Records to use:
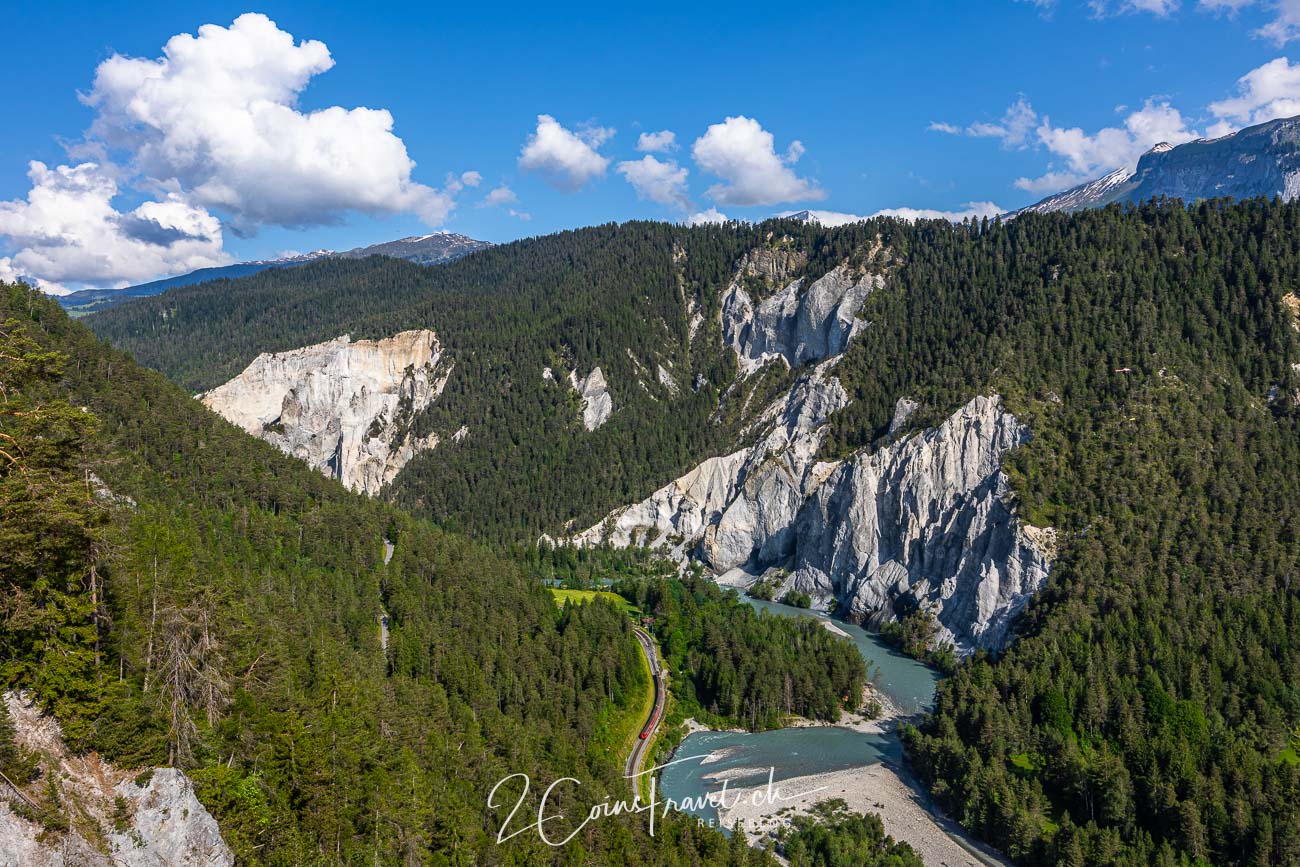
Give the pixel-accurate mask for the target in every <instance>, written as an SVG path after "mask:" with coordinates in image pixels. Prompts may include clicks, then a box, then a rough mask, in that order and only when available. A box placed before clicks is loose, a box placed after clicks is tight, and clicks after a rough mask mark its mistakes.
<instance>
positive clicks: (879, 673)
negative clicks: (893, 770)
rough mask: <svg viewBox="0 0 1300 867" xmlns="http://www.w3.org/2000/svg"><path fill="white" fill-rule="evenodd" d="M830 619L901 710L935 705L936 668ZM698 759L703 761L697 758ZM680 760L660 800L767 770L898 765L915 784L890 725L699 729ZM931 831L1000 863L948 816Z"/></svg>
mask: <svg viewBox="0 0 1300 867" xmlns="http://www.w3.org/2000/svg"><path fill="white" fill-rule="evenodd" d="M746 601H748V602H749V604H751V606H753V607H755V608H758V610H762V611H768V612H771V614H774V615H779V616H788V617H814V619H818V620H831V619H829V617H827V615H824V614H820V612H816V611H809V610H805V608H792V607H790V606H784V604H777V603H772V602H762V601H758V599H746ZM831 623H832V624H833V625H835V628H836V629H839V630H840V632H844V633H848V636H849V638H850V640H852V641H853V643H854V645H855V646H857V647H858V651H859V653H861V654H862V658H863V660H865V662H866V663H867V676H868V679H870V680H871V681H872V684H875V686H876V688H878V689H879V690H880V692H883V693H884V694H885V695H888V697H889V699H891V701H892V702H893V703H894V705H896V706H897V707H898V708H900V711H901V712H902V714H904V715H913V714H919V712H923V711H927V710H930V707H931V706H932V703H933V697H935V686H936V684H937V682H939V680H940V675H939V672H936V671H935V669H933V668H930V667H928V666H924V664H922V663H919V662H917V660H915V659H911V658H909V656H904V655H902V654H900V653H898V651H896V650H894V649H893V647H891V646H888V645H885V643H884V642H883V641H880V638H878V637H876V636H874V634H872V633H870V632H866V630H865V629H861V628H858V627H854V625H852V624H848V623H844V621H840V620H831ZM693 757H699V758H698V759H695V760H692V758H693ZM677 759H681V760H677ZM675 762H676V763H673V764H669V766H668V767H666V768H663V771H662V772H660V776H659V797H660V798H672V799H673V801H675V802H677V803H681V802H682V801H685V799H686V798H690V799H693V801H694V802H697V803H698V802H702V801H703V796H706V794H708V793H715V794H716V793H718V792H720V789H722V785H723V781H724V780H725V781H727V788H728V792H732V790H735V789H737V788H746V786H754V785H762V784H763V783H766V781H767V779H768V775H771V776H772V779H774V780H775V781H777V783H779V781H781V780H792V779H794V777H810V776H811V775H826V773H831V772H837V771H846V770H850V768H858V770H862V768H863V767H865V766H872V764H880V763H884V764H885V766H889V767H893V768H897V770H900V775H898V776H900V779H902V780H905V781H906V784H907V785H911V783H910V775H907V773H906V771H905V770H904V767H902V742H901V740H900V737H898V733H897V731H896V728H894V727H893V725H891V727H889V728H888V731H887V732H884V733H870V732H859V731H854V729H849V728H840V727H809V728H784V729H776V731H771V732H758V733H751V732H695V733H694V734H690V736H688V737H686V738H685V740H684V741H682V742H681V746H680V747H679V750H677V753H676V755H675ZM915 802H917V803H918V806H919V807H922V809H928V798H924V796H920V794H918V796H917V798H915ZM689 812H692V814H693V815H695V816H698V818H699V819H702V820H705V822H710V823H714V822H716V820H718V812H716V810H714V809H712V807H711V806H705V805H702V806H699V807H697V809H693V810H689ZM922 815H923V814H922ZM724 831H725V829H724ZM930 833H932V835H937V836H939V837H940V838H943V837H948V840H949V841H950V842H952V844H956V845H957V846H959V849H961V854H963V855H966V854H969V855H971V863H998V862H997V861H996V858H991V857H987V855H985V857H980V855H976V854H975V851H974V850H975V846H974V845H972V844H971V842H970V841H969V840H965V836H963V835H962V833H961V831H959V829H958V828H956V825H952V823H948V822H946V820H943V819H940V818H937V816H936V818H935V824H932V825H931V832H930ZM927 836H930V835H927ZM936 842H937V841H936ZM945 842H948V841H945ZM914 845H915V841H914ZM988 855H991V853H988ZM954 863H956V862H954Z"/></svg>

Problem description: Could the lines above be copied out exactly, with no image carried over?

Reply:
Give the pixel-accurate mask for the target in every <instance>, written as an SVG path after "mask:" with coordinates in image pixels. Prompts may include clicks, then a box, then a rough mask, in that order and only when available. A box placed before clicks is loose, a box placed after clicks is tight, and clicks after a rough mask mark its mistakes.
<instance>
positive clicks: (879, 673)
negative clicks: (893, 770)
rough mask: <svg viewBox="0 0 1300 867" xmlns="http://www.w3.org/2000/svg"><path fill="white" fill-rule="evenodd" d="M830 619L901 710L935 705L936 668ZM698 759L703 761L697 758ZM680 760L660 800L767 770L898 765L915 784L890 725L699 729ZM931 831L1000 863L948 816Z"/></svg>
mask: <svg viewBox="0 0 1300 867" xmlns="http://www.w3.org/2000/svg"><path fill="white" fill-rule="evenodd" d="M746 601H748V602H749V604H751V606H753V607H755V608H758V610H762V611H768V612H771V614H774V615H779V616H788V617H814V619H818V620H831V619H829V617H827V615H824V614H820V612H816V611H809V610H805V608H792V607H790V606H784V604H777V603H772V602H762V601H758V599H746ZM831 623H832V624H833V625H835V628H836V629H839V630H840V632H844V633H848V636H849V638H850V640H852V641H853V643H854V645H855V646H857V647H858V651H859V653H861V654H862V658H863V660H865V662H866V663H867V676H868V679H870V680H871V681H872V684H875V686H876V688H878V689H879V690H880V692H883V693H884V694H885V695H888V697H889V699H891V701H892V702H893V703H894V705H896V706H897V707H898V708H900V711H901V712H902V714H904V715H913V714H919V712H923V711H927V710H930V707H931V706H932V703H933V697H935V686H936V684H937V682H939V680H940V675H939V672H936V671H935V669H933V668H930V667H928V666H924V664H922V663H919V662H917V660H915V659H911V658H909V656H904V655H902V654H900V653H898V651H896V650H894V649H893V647H891V646H888V645H885V643H884V642H883V641H880V638H878V637H876V636H874V634H872V633H870V632H866V630H865V629H861V628H858V627H854V625H852V624H848V623H844V621H840V620H831ZM693 757H699V758H698V759H695V760H692V758H693ZM677 759H681V760H677ZM675 762H676V763H673V764H669V766H668V767H666V768H663V771H662V772H660V776H659V797H660V798H672V799H673V801H675V802H677V803H681V802H682V801H685V799H686V798H690V799H693V801H694V802H697V803H698V802H702V801H703V796H706V794H708V793H715V794H716V793H718V792H720V789H722V785H723V781H724V780H725V781H727V788H728V792H732V790H735V789H737V788H746V786H754V785H762V784H763V783H766V781H767V779H768V775H771V776H772V779H774V780H775V781H777V783H779V781H781V780H792V779H794V777H810V776H811V775H826V773H831V772H837V771H846V770H850V768H858V770H862V768H863V767H865V766H872V764H880V763H884V764H885V766H889V767H893V768H897V770H900V775H898V776H900V779H902V780H905V781H906V784H907V785H911V783H910V775H907V773H906V771H905V770H904V767H902V742H901V740H900V737H898V733H897V731H896V728H894V727H893V725H891V727H889V728H888V731H887V732H884V733H870V732H859V731H854V729H849V728H840V727H809V728H784V729H776V731H771V732H758V733H751V732H695V733H694V734H690V736H688V737H686V738H685V740H684V741H682V742H681V746H680V747H679V750H677V753H676V755H675ZM915 802H917V803H918V806H919V807H922V809H928V798H924V796H920V794H918V796H917V798H915ZM689 812H692V814H693V815H695V816H698V818H699V819H702V820H705V822H710V823H714V822H716V820H718V812H716V810H714V809H712V807H711V806H705V805H702V806H699V807H697V809H693V810H689ZM922 815H923V814H922ZM724 831H725V829H724ZM930 833H932V835H937V836H939V837H940V838H943V837H948V840H949V841H950V842H952V844H956V845H957V846H959V849H961V854H963V855H966V854H969V855H971V863H998V862H997V861H996V858H991V857H987V855H985V857H980V855H976V854H975V851H974V850H975V846H974V845H972V844H971V842H970V841H969V840H965V836H963V835H962V833H961V831H959V829H958V828H956V825H952V823H948V822H946V820H943V819H940V818H937V816H936V818H935V824H932V825H931V832H930ZM927 836H930V835H927ZM936 842H937V841H936ZM945 842H948V841H945ZM914 845H915V841H914ZM988 855H991V853H988ZM954 863H956V862H954Z"/></svg>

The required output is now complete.